Je ne suis qu’un corps qui se liquéfie au rythme entêtant du tambour de mon cœur. Pendant que le bruit me saoule, je ne pense plus à ce visage terrifiant. Ma conscience est happée par mon corps qui s’épuise à la détourner de cette vision d’horreur.

Mon corps est vivant, il tient à le faire savoir. Il me fait souffrir, et je le déteste de me mettre dans un tel état de panique, comme si je courais pour fuir un mortel danger.

Mais je sais qu’il agit pour mon bien, qu’il est paradoxalement moins néfaste que ce visage inexpressif où rien ne peux se lire.

 

Je sais aujourd’hui que cette face à la couleur d’obscurité s’appelle : «  Néant », et qu’il serait pire de m’y jeter que de subir les assauts de mon enveloppe qui me torture pour me sauver.

 

Je ne vois qu’une seule catastrophe au cours de mon existence, celle qui obscurcit toutes les couleurs de mon enfance. Ternies – Gâchées – Bousillées – Balayées – Massacrées – Anéanties.

Le décès de mon grand-père.

J’ai alors connu le vide, le Néant. J’avais cinq ans et demi, et je me souviens de ce jour comme si c’était hier. Descente du car – Maman – Grand-père est mort – Assommée – Réaction – Hurlements – Coups de pieds – Preuve.

 

 

J’aperçois mon grand-père à travers la vitre de la porte de sa maison. Il est allongé sur son lit. Pareil. Les yeux fermés.

La mort n’a pas de visage, ne laisse pas de trace. Elle a éteint son cœur, éteint sa flamme intérieure.

#### [DONNÉES EXTRAITES]
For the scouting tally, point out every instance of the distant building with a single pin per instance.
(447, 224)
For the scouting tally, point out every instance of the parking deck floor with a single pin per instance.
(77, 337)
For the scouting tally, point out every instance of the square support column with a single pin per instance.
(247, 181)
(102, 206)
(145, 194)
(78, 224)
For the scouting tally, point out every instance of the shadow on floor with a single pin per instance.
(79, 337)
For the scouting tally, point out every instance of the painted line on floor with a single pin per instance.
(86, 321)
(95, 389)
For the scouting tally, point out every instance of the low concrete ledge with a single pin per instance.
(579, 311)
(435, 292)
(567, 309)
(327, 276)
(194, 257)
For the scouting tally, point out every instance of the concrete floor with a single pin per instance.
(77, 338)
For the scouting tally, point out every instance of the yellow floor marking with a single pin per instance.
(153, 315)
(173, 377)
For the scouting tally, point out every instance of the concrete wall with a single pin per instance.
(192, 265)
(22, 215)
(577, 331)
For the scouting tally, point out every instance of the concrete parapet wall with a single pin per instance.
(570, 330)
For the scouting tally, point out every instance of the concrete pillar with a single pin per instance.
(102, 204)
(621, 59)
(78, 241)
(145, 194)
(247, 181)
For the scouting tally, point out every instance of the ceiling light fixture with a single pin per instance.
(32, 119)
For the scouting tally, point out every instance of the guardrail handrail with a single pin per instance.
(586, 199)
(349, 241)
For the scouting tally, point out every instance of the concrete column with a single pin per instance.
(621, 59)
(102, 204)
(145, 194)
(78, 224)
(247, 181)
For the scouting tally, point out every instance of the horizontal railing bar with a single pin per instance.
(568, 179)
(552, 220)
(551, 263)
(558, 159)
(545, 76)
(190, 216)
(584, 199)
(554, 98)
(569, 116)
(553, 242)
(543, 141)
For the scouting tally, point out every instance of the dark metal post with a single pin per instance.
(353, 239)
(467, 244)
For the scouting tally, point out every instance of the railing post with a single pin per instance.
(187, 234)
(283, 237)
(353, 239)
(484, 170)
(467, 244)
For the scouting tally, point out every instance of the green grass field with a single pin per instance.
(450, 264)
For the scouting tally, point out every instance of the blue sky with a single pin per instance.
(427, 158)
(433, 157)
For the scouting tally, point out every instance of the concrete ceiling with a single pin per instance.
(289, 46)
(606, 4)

#### [CONSIGNE]
Réécrivez le passage extrait en commençant à « Je ne suis qu’un » et en terminant à « peux se lire. », et changez « tambour » en « gong ».

#### [CORRIGÉ]
Je ne suis qu’un corps qui se liquéfie au rythme entêtant du gong de mon cœur. Pendant que le bruit me saoule, je ne pense plus à ce visage terrifiant. Ma conscience est happée par mon corps qui s’épuise à la détourner de cette vision d’horreur.

Mon corps est vivant, il tient à le faire savoir. Il me fait souffrir, et je le déteste de me mettre dans un tel état de panique, comme si je courais pour fuir un mortel danger.

Mais je sais qu’il agit pour mon bien, qu’il est paradoxalement moins néfaste que ce visage inexpressif où rien ne peux se lire.